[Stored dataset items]
+---+

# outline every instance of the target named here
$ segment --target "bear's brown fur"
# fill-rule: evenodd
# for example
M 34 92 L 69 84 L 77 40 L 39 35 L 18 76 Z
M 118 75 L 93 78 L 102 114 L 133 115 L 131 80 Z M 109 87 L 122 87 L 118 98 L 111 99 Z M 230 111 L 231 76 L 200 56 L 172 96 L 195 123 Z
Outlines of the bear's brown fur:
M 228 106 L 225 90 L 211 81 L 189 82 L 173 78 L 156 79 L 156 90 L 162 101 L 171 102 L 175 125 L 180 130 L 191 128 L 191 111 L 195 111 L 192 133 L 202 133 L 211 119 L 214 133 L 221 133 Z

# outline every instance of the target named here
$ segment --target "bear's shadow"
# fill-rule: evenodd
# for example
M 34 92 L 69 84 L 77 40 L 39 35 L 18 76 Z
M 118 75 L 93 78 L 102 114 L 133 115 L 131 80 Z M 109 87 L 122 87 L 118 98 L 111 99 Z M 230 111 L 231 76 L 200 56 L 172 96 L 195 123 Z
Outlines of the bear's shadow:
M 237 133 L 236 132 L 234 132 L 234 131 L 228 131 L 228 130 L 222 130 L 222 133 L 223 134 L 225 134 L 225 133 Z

+---+

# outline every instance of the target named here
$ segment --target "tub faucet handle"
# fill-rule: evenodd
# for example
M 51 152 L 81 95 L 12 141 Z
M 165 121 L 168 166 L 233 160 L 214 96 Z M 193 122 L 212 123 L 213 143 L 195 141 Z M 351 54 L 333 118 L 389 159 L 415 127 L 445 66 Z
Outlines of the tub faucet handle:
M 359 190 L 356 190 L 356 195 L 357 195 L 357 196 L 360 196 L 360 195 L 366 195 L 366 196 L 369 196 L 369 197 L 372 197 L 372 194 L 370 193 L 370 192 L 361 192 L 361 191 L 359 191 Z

+---+

Pull out every line of the listing above that contains the word "handle". Case counts.

[Output]
$ segment --target "tub faucet handle"
Outlines of the tub faucet handle:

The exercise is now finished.